- _HOW TO COMPLETE THIS TASK_: Write out the entire listing exactly, so that each line matches the original.

----

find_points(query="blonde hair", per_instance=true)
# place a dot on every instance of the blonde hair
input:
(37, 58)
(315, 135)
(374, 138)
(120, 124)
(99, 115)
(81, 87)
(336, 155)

----

- _RESULT OF THIS EXERCISE_:
find_points(query="blonde hair", per_instance=true)
# place a dot on every instance of the blonde hair
input:
(37, 58)
(315, 135)
(374, 138)
(120, 124)
(99, 115)
(81, 87)
(336, 155)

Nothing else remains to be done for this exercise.